WORK INSTRUCTIONS. Rewrite the data below, changing each "drop a marker" to "place a pin" and leaving all other text as it is. Omit the pictures from your answer.

DATASET RECORDS.
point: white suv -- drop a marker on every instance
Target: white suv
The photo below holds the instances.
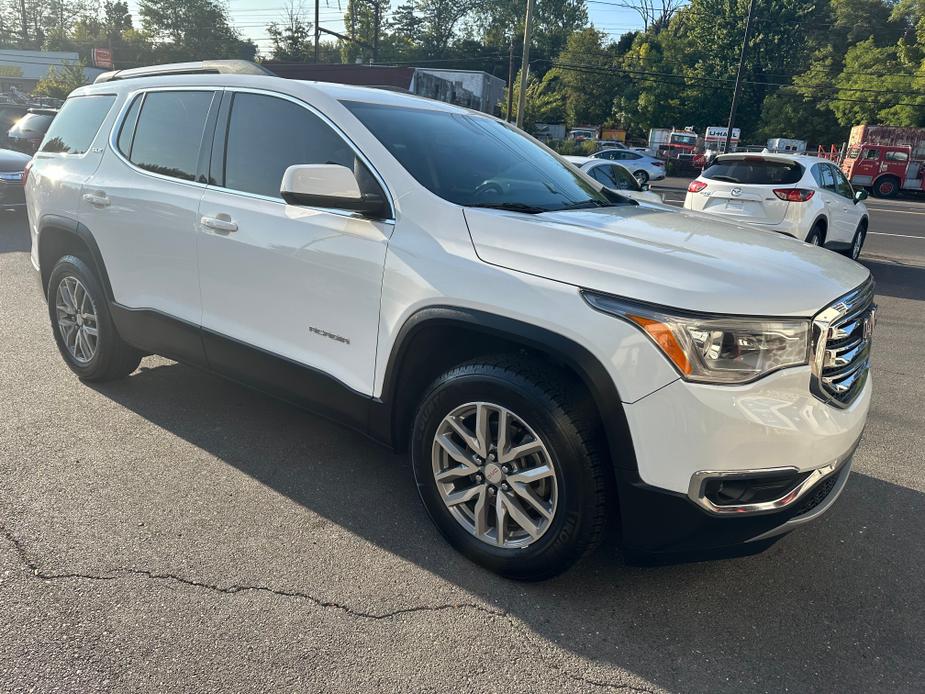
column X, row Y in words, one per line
column 808, row 198
column 554, row 356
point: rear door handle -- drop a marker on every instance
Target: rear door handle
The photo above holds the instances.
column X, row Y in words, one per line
column 98, row 199
column 221, row 223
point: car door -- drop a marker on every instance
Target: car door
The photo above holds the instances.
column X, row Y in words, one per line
column 142, row 202
column 847, row 213
column 283, row 283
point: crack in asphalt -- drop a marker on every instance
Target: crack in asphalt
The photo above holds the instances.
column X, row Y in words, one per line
column 120, row 573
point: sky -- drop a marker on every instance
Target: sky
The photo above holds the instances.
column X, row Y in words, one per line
column 252, row 16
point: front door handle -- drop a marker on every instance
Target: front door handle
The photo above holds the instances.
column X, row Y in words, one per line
column 97, row 199
column 221, row 223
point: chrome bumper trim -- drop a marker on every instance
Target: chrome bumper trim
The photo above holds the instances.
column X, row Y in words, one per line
column 697, row 485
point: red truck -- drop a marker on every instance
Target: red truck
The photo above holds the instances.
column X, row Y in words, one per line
column 886, row 159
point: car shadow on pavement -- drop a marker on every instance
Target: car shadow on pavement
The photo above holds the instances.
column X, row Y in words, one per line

EXERCISE RESPONSE.
point: white suv -- place a pin on every instance
Target: white suv
The photo below holds the instances.
column X, row Y in words, one per line
column 808, row 198
column 554, row 356
point: rear door handle -- place a pin on every instance
Target: rear door handle
The photo above holds the instances.
column X, row Y in words, one per line
column 98, row 199
column 221, row 223
point: car door -- place a pin on every instance
Target: car door
The photo above holds the instances.
column X, row Y in words, one per line
column 142, row 202
column 847, row 213
column 283, row 283
point: crack in asphalt -- place a pin on every instance
Target: crack in asphalt
The photo above holds the instances.
column X, row Y in words, one per line
column 120, row 573
point: sky -- place a pin on every instance
Target: sky
The photo above holds the instances.
column X, row Y in words, one per line
column 252, row 16
point: front door handle -- place a pin on every instance
Target: front door handle
The photo above holds the instances.
column X, row Y in words, one per line
column 97, row 199
column 221, row 223
point: chrome bumper trim -- place a pin on every instance
Target: chrome bumper trim
The photo above holds the instances.
column X, row Y in words, one per line
column 697, row 485
point: red truck -- place a pin on every instance
Target: red truck
The photo above holds the instances.
column X, row Y in words, one per line
column 886, row 159
point: car shadow on pavement -- place a pin on every instance
Target: car shadow on pavement
The photo above holds the instances.
column X, row Y in words, one per line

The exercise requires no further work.